====== TASK MATERIAL

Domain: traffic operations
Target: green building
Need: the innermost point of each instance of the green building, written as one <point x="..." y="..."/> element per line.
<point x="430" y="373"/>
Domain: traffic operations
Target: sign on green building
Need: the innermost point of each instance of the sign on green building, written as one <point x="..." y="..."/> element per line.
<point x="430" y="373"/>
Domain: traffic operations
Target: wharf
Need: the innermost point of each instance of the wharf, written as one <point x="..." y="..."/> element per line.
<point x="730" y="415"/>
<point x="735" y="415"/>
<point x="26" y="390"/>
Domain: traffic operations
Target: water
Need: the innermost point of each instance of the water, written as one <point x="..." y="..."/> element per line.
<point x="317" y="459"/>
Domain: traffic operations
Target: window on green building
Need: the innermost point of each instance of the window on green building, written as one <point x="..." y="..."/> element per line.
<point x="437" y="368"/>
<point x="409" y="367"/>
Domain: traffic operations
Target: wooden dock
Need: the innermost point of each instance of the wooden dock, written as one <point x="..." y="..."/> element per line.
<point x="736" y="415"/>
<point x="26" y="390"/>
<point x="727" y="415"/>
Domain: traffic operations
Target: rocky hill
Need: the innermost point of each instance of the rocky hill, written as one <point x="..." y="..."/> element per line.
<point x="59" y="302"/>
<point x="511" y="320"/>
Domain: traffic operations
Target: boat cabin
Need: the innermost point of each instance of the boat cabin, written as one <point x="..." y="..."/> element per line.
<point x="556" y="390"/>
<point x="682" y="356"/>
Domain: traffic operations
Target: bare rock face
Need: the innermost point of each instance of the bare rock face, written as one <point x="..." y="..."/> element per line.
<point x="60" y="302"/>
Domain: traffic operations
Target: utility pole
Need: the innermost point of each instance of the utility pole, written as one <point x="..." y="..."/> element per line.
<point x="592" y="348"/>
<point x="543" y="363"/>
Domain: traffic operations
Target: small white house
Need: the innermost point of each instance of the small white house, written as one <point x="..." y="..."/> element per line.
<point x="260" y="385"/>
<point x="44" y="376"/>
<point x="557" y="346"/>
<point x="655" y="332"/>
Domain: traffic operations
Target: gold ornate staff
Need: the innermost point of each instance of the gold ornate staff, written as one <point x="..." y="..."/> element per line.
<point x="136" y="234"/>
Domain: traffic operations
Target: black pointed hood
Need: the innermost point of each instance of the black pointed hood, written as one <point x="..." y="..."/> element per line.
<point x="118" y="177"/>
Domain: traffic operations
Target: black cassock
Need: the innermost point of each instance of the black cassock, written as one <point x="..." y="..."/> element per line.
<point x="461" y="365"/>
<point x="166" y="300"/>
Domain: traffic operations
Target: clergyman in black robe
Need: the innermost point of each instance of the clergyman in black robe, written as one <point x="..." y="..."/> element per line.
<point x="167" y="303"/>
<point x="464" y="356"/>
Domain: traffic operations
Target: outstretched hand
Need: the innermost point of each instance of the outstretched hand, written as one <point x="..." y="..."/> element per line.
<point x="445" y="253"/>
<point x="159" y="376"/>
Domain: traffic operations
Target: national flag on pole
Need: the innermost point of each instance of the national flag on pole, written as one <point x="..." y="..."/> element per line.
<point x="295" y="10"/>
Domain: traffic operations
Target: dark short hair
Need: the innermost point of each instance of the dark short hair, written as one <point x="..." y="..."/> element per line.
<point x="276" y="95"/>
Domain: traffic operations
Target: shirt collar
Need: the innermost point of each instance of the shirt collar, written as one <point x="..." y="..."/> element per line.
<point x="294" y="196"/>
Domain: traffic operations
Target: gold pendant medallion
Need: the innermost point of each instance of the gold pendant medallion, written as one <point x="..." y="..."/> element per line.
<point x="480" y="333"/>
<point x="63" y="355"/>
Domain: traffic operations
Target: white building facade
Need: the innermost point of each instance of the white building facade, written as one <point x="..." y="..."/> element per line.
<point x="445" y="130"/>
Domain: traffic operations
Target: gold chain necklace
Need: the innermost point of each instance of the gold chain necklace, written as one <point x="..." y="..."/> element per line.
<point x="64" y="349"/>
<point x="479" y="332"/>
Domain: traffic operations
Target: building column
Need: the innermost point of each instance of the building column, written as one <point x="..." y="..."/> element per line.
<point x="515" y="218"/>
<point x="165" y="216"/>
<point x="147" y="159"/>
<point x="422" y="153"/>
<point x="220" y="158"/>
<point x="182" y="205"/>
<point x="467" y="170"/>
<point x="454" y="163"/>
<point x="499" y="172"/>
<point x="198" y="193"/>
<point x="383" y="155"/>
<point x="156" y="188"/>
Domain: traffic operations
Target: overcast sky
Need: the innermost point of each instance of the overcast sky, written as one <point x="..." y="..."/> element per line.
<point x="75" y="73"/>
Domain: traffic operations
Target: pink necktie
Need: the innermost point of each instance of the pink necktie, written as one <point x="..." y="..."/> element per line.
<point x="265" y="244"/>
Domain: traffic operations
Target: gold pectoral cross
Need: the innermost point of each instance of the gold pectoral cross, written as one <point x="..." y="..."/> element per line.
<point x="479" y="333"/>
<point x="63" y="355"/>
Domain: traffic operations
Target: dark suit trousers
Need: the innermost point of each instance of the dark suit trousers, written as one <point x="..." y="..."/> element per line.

============

Extract the data exactly as given.

Domain: traffic operations
Target: green building
Need: the innermost point of each instance of the green building, written as one <point x="..." y="..."/> element per line.
<point x="430" y="373"/>
Domain: traffic operations
Target: sign on green building
Need: the innermost point of each instance of the sign on green building, written as one <point x="..." y="..."/> element per line.
<point x="430" y="373"/>
Domain: traffic operations
Target: wharf
Need: the innermost point of each instance of the wharf, written as one <point x="..." y="..."/> element per line.
<point x="730" y="415"/>
<point x="735" y="415"/>
<point x="26" y="390"/>
Domain: traffic operations
Target: water
Need: the innermost point of each instance of the water, written as one <point x="..." y="..."/> element per line.
<point x="317" y="459"/>
Domain: traffic operations
Target: window on green building
Need: the innermost point of each instance of the window on green building, written as one <point x="..." y="..."/> element per line.
<point x="437" y="368"/>
<point x="409" y="367"/>
Domain: traffic operations
Target: wooden dock
Need: the innermost point of each instance of the wooden dock, written as one <point x="..." y="..."/> element per line.
<point x="736" y="415"/>
<point x="26" y="390"/>
<point x="727" y="415"/>
Domain: traffic operations
Target: rocky hill
Need: the innermost point of each instance of the rocky hill, written as one <point x="..." y="..."/> element per line.
<point x="59" y="302"/>
<point x="511" y="320"/>
Domain: traffic operations
Target: boat cabin
Need: the innermost point of each instance of the boat cabin, written as one <point x="..." y="..."/> element per line.
<point x="556" y="390"/>
<point x="682" y="356"/>
Domain: traffic operations
Target: bare rock face
Need: the innermost point of each instance of the bare rock face, written as one <point x="..." y="..."/> element per line.
<point x="60" y="302"/>
Domain: traffic operations
Target: utility pole
Need: the innermost point of each instance of the utility pole, written as one <point x="..." y="..."/> element per line.
<point x="592" y="348"/>
<point x="543" y="363"/>
Domain: traffic operations
Target: small white house
Need: the innermost point of each instance of the small white house, written as one <point x="..." y="..."/> element per line.
<point x="260" y="385"/>
<point x="44" y="376"/>
<point x="557" y="346"/>
<point x="655" y="332"/>
Domain: traffic operations
Target: gold ornate staff
Need: the innermost point of each instance of the gold ornate staff, written as one <point x="..." y="..."/> element per line.
<point x="136" y="234"/>
Domain: traffic operations
Target: black pointed hood
Need: the innermost point of each instance of the black pointed hood, written as one <point x="..." y="..."/> element per line.
<point x="118" y="177"/>
Domain: traffic operations
Target: black cassock
Need: the innermost point of each instance of the black cassock, written as one <point x="..." y="..."/> element per line.
<point x="461" y="365"/>
<point x="166" y="300"/>
Domain: traffic operations
Target: clergyman in black robe
Need: the innermost point of each instance of the clergyman in black robe, written as one <point x="..." y="..."/> element per line.
<point x="167" y="303"/>
<point x="464" y="356"/>
Domain: traffic operations
Target: outstretched hand
Need: the innermost point of each instance of the outstretched hand, written as one <point x="..." y="..."/> element per line.
<point x="445" y="253"/>
<point x="159" y="376"/>
Domain: traffic operations
Target: national flag on pole
Need: the innermost point of each instance of the national flag on pole, written as one <point x="..." y="..."/> element per line.
<point x="295" y="10"/>
Domain: traffic operations
Target: dark short hair
Need: the innermost point of each instance of the dark short hair, written as one <point x="..." y="..."/> element per line.
<point x="276" y="95"/>
Domain: traffic operations
Target: shirt collar
Need: the innermost point of each instance of the shirt collar, written as one <point x="..." y="..."/> element per line.
<point x="294" y="196"/>
Domain: traffic operations
Target: gold pendant medallion
Need: the innermost point of each instance of the gold pendant medallion, written as one <point x="..." y="..."/> element per line.
<point x="480" y="333"/>
<point x="63" y="355"/>
Domain: traffic operations
Target: white building facade
Need: the innermost point of each instance of the white building facade, written as one <point x="..." y="..."/> element per line.
<point x="445" y="130"/>
Domain: traffic operations
Target: gold chain necklace
Need: the innermost point of each instance of the gold chain necklace, written as one <point x="..." y="..."/> element per line.
<point x="64" y="349"/>
<point x="479" y="332"/>
Domain: traffic operations
Target: building column
Need: the innermost point of each instance of the building column, written as one <point x="..." y="..."/> element per line.
<point x="515" y="218"/>
<point x="165" y="216"/>
<point x="147" y="159"/>
<point x="422" y="153"/>
<point x="220" y="158"/>
<point x="182" y="205"/>
<point x="467" y="170"/>
<point x="454" y="163"/>
<point x="499" y="172"/>
<point x="198" y="193"/>
<point x="383" y="155"/>
<point x="156" y="188"/>
Domain: traffic operations
Target: overcast sky
Need: the innermost point of each instance of the overcast sky, written as one <point x="..." y="..."/> element per line.
<point x="75" y="73"/>
Domain: traffic operations
Target: pink necktie
Need: the innermost point of each instance of the pink necktie, written as one <point x="..." y="..."/> element per line.
<point x="265" y="244"/>
Domain: traffic operations
Target: gold pectoral cross
Need: the innermost point of each instance of the gold pectoral cross, written as one <point x="..." y="..."/> element per line.
<point x="479" y="333"/>
<point x="63" y="355"/>
Domain: traffic operations
Target: dark suit trousers
Need: the innermost point of each instance of the dark suit trousers, written as one <point x="..." y="..."/> element per line.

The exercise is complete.